:: Selected passage ::
I posted something to Beck’s post of yesterday [1], already, I know. But personal events, caused me to revisit the issue.

I asked, yesterday, “How do they know?” [2]

Look, even exclusive of right to die arguments, (Which I think you’ll recall, I’ve pointed up as being valid) how do the cops know they’re not dealing with outright murder? (Which, I think we’re dealing with in this case.)

And don’t tell me about her supposed husband having he final say in the matter without such a document; I think we both can come up with spousal abuse/spusal death cases which under that scenario, which wouldn’t be treated as murder. Lacy Peterson, anyone?

Billy’s complaint is, as usual, government intervention. His complaint is valid, but he’s missed the cause of the problem, I’m afraid.

Society, you see, and the government that serves it, make certain assumptions. In an ideal situation, the assumptions they make are alligned with the values of the people within that society. As such our laws, and our legal processes, our very way of thinking, assumes life is of the highest value. A look at the handsprings we must go through to enact a death penalty in response to a crime, and that such punishment is only used in cases where the criminal has taken someone else’s life, tells the whole story; Our society holds life dear. Oor legal system is designed to err, if it errs, on the side of life.

So it is that such absolutism as we see in Beck’s comments, regarding right to die cases in general, and in the Saivo case in particular, does not fit, does not serve justice.

For what it’s worth, Billy, I agree that such law as Reynolds and Hobbs suggest, are offensive. Yet, the problem becomes how to draw the line then between murder, and normal death, particularly if we’re using the Shaivo case as the standard? I don’t see much alternative to their proposal.

A couple admittedly less than spot-on examples…

If the husband, for example, had absolute say over the life of the wife; we’d then not have Scott Peterson in San Quenton, today. It would never go to trial, much less conviction.

If we make suicide and the aiding thereof, legal, how do we know it IS in fact a suicide, assuming the amount of evidence collected in he Shaivo case… IE; the one pulling the trigger saying “That’s what she wanted”.

So without a (signed) statement, stating the wishes of the parties in question under given conditions, how can the government know if our death really WAS our wish, or a crime perpitrated against us? Clearly, it can’t.

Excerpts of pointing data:
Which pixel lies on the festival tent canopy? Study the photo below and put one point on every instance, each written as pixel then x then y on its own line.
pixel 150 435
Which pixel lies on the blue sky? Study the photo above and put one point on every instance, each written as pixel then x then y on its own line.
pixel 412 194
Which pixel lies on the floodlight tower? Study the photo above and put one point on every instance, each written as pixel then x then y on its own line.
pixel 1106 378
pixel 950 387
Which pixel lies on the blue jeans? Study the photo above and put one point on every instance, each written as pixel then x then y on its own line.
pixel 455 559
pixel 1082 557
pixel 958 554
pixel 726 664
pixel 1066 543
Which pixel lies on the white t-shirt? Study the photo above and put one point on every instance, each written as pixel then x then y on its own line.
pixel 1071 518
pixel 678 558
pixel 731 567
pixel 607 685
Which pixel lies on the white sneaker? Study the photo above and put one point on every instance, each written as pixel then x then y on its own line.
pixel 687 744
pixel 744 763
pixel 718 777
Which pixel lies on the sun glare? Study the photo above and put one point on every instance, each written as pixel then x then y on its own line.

:: What this exercise asks ::
1) In the post on right-to-die cases, which side does the writer say our legal system is designed to err on?
2) Reproduce word for word the passage of the post on right-to-die cases from "Society, you see, and" up to and including "not serve justice.".

:: Answers for this exercise ::
1) The side of life.

2)
Society, you see, and the government that serves it, make certain assumptions. In an ideal situation, the assumptions they make are alligned with the values of the people within that society. As such our laws, and our legal processes, our very way of thinking, assumes life is of the highest value. A look at the handsprings we must go through to enact a death penalty in response to a crime, and that such punishment is only used in cases where the criminal has taken someone else’s life, tells the whole story; Our society holds life dear. Oor legal system is designed to err, if it errs, on the side of life.

So it is that such absolutism as we see in Beck’s comments, regarding right to die cases in general, and in the Saivo case in particular, does not fit, does not serve justice.